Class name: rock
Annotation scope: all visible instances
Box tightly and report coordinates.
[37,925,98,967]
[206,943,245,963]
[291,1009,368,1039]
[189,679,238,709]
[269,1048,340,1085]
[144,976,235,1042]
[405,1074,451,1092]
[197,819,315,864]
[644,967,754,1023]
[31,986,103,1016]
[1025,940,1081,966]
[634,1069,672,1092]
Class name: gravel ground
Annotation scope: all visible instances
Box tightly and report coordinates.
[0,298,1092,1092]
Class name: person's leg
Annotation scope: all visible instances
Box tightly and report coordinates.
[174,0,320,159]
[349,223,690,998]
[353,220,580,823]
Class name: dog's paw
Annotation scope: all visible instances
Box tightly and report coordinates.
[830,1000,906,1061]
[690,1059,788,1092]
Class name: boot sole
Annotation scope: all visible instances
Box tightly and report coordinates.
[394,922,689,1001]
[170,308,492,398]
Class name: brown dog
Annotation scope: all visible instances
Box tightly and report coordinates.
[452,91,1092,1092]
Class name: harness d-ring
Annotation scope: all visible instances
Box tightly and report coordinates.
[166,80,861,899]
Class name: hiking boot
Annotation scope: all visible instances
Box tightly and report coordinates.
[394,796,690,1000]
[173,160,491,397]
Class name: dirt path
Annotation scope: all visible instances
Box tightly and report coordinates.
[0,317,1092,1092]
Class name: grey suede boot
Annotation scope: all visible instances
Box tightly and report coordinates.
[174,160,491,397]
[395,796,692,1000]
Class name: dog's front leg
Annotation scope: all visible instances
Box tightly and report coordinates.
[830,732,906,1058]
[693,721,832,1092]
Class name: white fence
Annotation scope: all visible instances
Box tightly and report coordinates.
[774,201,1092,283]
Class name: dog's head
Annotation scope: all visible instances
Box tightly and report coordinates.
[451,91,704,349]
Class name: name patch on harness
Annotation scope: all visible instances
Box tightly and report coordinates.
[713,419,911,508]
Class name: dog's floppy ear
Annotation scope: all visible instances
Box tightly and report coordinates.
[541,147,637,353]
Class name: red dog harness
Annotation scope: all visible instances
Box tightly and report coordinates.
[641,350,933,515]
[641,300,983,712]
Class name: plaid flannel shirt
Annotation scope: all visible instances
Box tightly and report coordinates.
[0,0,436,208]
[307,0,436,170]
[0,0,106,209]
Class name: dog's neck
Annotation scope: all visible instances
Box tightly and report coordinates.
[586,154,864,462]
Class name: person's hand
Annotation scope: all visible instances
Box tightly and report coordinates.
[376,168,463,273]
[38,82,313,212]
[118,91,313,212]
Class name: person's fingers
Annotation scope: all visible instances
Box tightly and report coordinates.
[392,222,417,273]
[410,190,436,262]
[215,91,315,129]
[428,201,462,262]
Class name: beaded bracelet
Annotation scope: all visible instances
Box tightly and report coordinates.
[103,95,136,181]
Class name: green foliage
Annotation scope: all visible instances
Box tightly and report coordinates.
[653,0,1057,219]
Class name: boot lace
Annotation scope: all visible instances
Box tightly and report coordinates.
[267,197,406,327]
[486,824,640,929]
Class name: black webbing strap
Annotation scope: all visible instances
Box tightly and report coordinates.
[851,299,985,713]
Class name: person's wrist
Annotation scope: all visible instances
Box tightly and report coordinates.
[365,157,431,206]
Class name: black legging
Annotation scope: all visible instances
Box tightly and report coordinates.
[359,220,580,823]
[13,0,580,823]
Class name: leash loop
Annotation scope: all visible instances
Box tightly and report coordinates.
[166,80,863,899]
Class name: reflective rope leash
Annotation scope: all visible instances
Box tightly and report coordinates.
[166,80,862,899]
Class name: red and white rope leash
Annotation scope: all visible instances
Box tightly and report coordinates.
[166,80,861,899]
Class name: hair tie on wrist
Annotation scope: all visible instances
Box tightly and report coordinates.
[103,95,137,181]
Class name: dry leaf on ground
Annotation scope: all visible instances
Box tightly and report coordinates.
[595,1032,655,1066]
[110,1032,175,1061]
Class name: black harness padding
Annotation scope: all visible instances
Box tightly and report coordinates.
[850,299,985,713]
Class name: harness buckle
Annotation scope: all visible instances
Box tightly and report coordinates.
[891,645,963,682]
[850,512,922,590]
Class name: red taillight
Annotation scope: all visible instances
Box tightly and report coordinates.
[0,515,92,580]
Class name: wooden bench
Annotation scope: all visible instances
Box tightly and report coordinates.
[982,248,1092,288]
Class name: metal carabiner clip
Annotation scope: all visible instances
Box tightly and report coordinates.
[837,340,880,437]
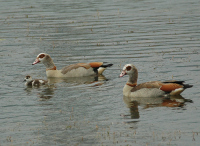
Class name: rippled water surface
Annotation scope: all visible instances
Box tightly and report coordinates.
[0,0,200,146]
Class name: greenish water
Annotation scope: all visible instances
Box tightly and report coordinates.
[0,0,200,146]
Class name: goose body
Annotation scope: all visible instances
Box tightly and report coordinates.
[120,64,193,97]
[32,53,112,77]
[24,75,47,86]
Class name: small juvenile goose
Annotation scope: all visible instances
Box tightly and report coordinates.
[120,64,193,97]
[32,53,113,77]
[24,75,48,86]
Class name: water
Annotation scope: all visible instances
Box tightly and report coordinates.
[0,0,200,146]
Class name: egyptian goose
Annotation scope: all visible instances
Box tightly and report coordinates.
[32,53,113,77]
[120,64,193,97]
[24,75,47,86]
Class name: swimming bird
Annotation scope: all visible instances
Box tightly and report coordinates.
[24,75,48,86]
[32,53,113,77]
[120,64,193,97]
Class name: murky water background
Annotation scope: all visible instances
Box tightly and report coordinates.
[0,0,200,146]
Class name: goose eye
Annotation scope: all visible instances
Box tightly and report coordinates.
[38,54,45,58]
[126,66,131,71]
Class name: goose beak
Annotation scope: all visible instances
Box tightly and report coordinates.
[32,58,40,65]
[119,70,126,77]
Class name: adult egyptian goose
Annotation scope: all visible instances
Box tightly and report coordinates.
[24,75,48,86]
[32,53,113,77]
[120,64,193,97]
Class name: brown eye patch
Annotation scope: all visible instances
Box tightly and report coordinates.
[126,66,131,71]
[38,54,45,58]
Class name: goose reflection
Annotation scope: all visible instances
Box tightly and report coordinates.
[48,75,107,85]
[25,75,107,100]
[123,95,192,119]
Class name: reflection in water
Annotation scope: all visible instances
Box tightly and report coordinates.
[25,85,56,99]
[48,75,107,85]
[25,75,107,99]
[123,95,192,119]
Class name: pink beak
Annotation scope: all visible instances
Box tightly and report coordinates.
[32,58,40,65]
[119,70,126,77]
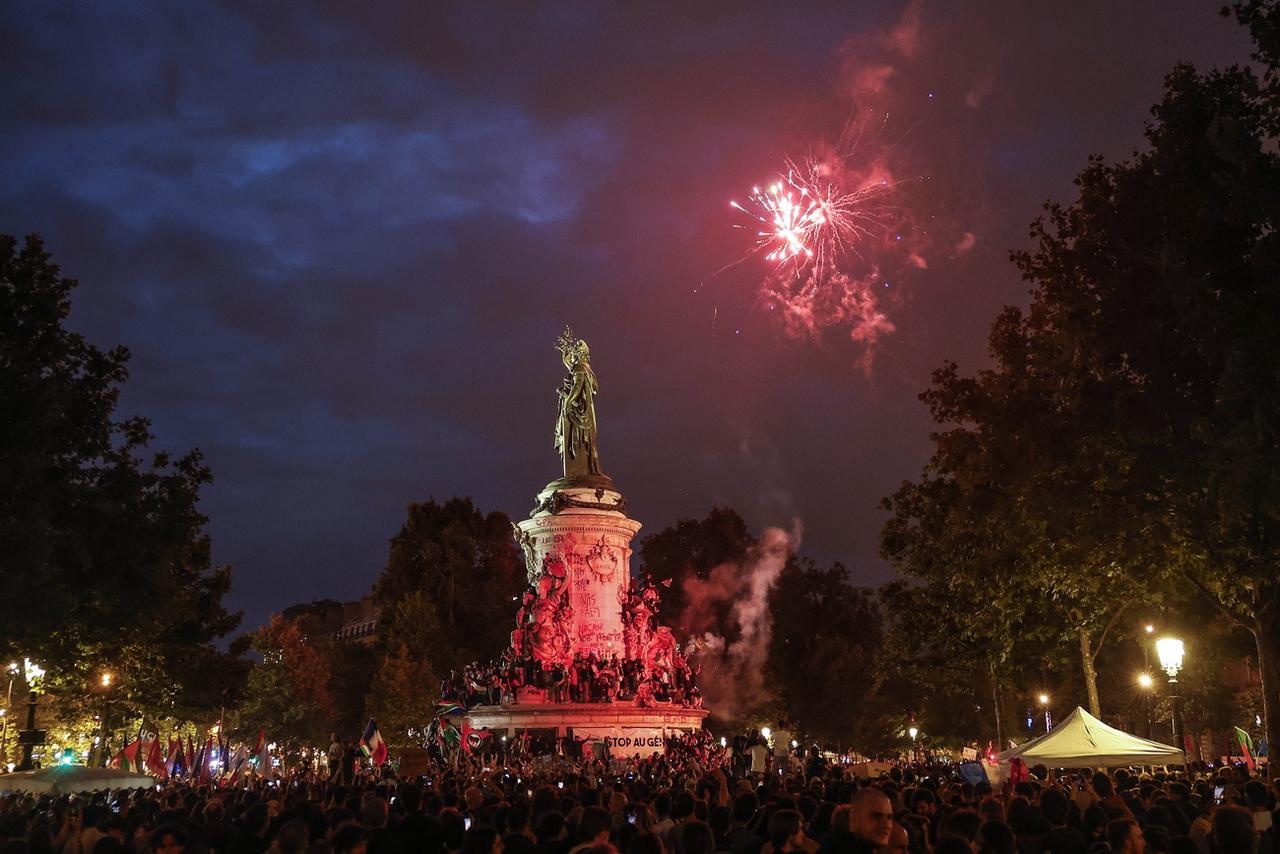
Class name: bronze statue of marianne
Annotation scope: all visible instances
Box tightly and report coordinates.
══════════
__The request__
Copy every line above word for word, leaving out the pictures.

__Task answer__
Class name: rock
Annotation scope: all visible instances
Box tightly and report coordinates.
[37,925,98,967]
[206,943,245,963]
[291,1009,368,1039]
[189,679,238,709]
[269,1048,340,1085]
[144,976,235,1042]
[405,1074,451,1092]
[197,819,315,864]
[644,967,754,1023]
[31,986,103,1016]
[1025,940,1081,966]
[634,1069,672,1092]
Class name: gravel ground
Annotation scope: all visible instances
Box tightly and report coordinates.
[0,298,1092,1092]
Class name: person's leg
Annotation scope: all visible instances
Box tightly and report coordinates.
[174,0,320,159]
[349,223,690,998]
[353,220,580,823]
Class name: dog's paw
Annotation scope: all visible instances
Box tightly and report coordinates.
[830,1000,906,1061]
[690,1059,788,1092]
Class name: boot sole
Annotation scope: all visible instances
Box tightly and report coordinates.
[394,922,689,1001]
[170,308,492,398]
Class name: brown dog
Annotation scope: all visible instances
Box tightly and report coordinates.
[452,91,1092,1092]
Class name: harness d-ring
Annotation scope: all visible instances
Box tightly and report coordinates.
[166,80,861,899]
Class name: hiking boot
Annotation scope: all visible instances
Box tightly and report coordinates.
[394,796,690,1000]
[173,160,491,397]
Class name: dirt path
Annotation scope: all visible instances
Box tightly and report coordinates.
[0,317,1092,1092]
Class name: grey suede boot
Annotation scope: all visible instances
Box tightly and report coordinates.
[174,160,491,397]
[395,796,692,1000]
Class name: dog's front leg
Annotation scope: all visible instances
Box tightly and report coordinates.
[830,732,906,1058]
[693,721,832,1092]
Class name: white fence
Annotation scope: all visible instances
Box tightly and report coordinates.
[774,201,1092,283]
Class name: dog's head
Annotation scope: all visible instances
Box tightly and report coordinates.
[451,91,704,349]
Class name: name patch on harness
Annotation scope: all visible instances
Box tightly and report coordinates.
[713,419,911,508]
Class name: dog's floppy ear
Annotation scope: all visible instances
Box tightly and report coordinates.
[541,147,637,353]
Class name: red dog harness
Annotation scope: all visible instances
Box tightly and report coordinates.
[641,350,933,515]
[641,300,983,712]
Class name: plaid flannel shirt
Annotation scope: all visible instances
Box tightly and report coordinates.
[0,0,436,208]
[307,0,436,170]
[0,0,106,209]
Class name: dog's neck
Annotation scope: all visible instances
Box tightly and report coordinates.
[586,154,864,462]
Class name: person's hand
Annotation scope: all visible instances
Box tightly and report coordinates.
[376,168,463,273]
[38,82,313,212]
[118,91,313,212]
Class name: person's fingers
Annotation scope: all visible instances
Box tightly and report coordinates.
[392,222,417,273]
[410,190,436,262]
[215,91,315,129]
[428,201,462,262]
Class name: beaded bracelet
Annotation scope: all visible instances
Box tightly and report coordinates.
[103,95,136,181]
Class name: green foliage
Annotation scope: all visible instances
Box tightly and report coordinates.
[653,0,1057,219]
Class name: boot lace
Annotation scope: all visible instances
Box tightly and report coordinates.
[267,197,406,327]
[486,824,640,929]
Class name: black webbing strap
Annotation scope: all visible instances
Box tightly and report coordinates.
[851,299,985,713]
Class name: person's wrist
Annotation scope: all visible instances
Box tightly and report coordinates.
[365,157,431,206]
Class name: black legging
Annotation scope: all visible instances
Box tightly and report coordinates.
[359,220,580,823]
[13,0,580,823]
Class name: leash loop
Annotation scope: all visible instances
Box tightly and report coordinates.
[166,80,863,899]
Class name: reflective rope leash
Annotation scope: all visible instances
Box tightly and report coordinates.
[166,80,862,899]
Class name: red and white rope leash
Annotation scope: all visible instances
Box tightly and report coordinates.
[166,80,861,899]
Class name: hair tie on wrist
Annotation scope: all visible instances
Box tightly and report coordinates.
[103,95,137,181]
Class name: dry leaf on ground
Annotation scope: all visible instances
Box tightly and report coordinates.
[595,1032,655,1066]
[110,1032,175,1061]
Class name: black harness padding
Annotation scope: all visible instances
Box tightly and report coordinates.
[850,299,985,713]
Class name: harness buckle
Annotation scope: all visible instances
Box tightly and report coordinates.
[891,645,963,682]
[850,512,922,590]
Class name: red taillight
Annotation scope: all visible instances
Box tightly and report coordinates.
[0,515,92,580]
Class name: wooden bench
Annotation scope: all visible instances
Box tightly and report coordinates.
[982,248,1092,288]
Class name: metal carabiner clip
Annotation scope: all visible instances
Box tightly and report coordinates.
[837,340,880,437]
Class name: rippled water surface
Annotation scope: all visible instances
Box tightly and report coordinates.
[0,0,200,146]
Class name: greenish water
Annotation scope: all visible instances
Box tightly and report coordinates.
[0,0,200,146]
Class name: goose body
Annotation scope: all visible instances
Box tightly and report coordinates.
[120,64,193,97]
[32,53,112,77]
[24,75,47,86]
Class name: small juvenile goose
Annotation scope: all visible instances
Box tightly and report coordinates.
[120,64,193,97]
[32,53,113,77]
[24,75,48,86]
Class name: water
Annotation scope: all visible instances
Box tightly and report coordinates.
[0,0,200,146]
Class name: egyptian goose
Annotation scope: all visible instances
Box tightly and report coordinates.
[32,53,113,77]
[120,64,193,97]
[24,75,47,86]
Class name: swimming bird
Annotation scope: all visible instances
Box tightly and report coordinates.
[24,75,48,86]
[32,53,113,77]
[120,64,193,97]
Class name: murky water background
Annotation scope: all visible instances
Box tightly and report coordinates.
[0,0,200,146]
Class name: goose eye
Annotation scope: all visible instances
Box tightly and report coordinates.
[38,54,45,58]
[126,66,131,71]
Class name: goose beak
Annotation scope: all visible instances
Box tightly and report coordinates.
[32,58,40,65]
[119,70,126,77]
Class name: adult egyptian goose
Annotation scope: all visible instances
Box tightly and report coordinates.
[24,75,48,86]
[32,53,113,77]
[120,64,193,97]
Class name: brown eye patch
Annotation scope: all visible instances
Box tightly and report coordinates.
[126,66,131,71]
[38,54,45,58]
Class name: goose reflection
Annotation scope: all visible instances
Box tightly and report coordinates.
[48,75,107,85]
[25,75,107,100]
[123,95,192,119]
Class name: reflection in water
Annotation scope: all visible instances
Box tightly and report coordinates.
[25,85,56,99]
[48,75,107,85]
[25,75,107,99]
[123,95,192,119]
Class name: pink beak
Annotation scope: all visible instances
Box tightly and report coordinates.
[32,58,40,65]
[119,70,126,77]
Class name: bronze statue of marianne
Annotation scope: all visible instances
Box tightly and report coordinates.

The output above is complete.